━━ TEXT EXCERPT ━━

# pECE results

Generate Latex tables and CD-diagrams for p-confidence-ECE and p-classwise-ECE.

1. Models need to be trained and tuned for calibrators
2. The "Dirichlet - Final Results" notebook should be runned in order to get all_results which is used for generate_pECE.py
3. pECE results for confidence ECE and classwise ECE should be generated using scripts in folder pECE_generation
4. Put the tunings in correct folders and run this notebook

In [1]:
# Imports to get "utility" package
import sys
from os import path
sys.path.append( path.dirname( path.dirname( path.abspath("calibration") ) ) )

import numpy as np
import pandas as pd
from os.path import join
from calibration.cal_methods import evaluate, cal_results, TemperatureScaling, MatrixScaling, LogisticCalibration, VectorScaling_NN, softmax
from dirichlet import FullDirichletCalibrator
import pickle
from utility.unpickle_probs import unpickle_probs
from utility.evaluation import pECE, classwise_ECE, full_ECE, score_sampling
from scipy.stats import percentileofscore
from sklearn.preprocessing import label_binarize

Using TensorFlow backend.

━━━

GOALS:
a. In the pECE results notebook, translate this sentence into Spanish: "Generate Latex tables and CD-diagrams for p-confidence-ECE and p-classwise-ECE."
b. Answer these questions from the pECE results notebook:
(i) Which notebook must be run to obtain all_results?
(ii) In which folder are the scripts that generate the pECE results?
(iii) Which backend does the output line after the imports name?
c. List every name that the pECE results notebook imports from utility.evaluation.

━━ DATA BLOCK ━━

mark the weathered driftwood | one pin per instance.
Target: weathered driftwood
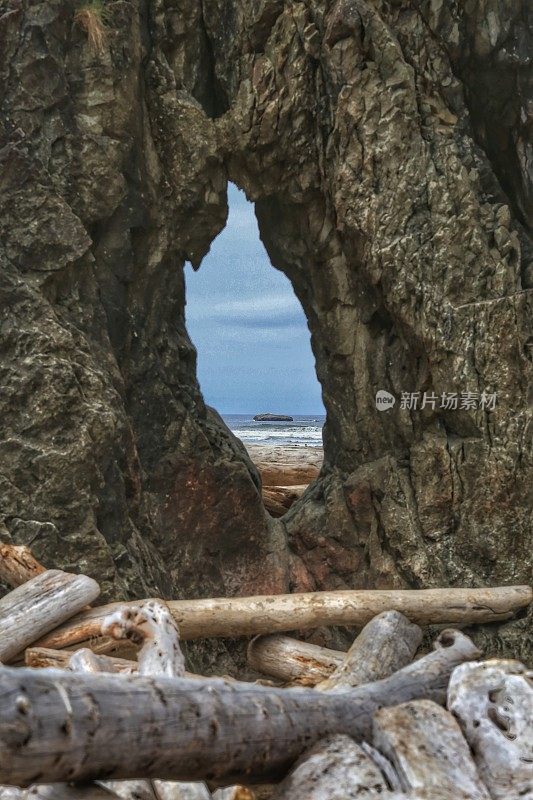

━━━

THE RESULTS:
a. Generar tablas de Latex y diagramas CD para p-confidence-ECE y p-classwise-ECE.

b.
(i) The "Dirichlet - Final Results" notebook.
(ii) pECE_generation.
(iii) TensorFlow.

c. pECE, classwise_ECE, full_ECE, score_sampling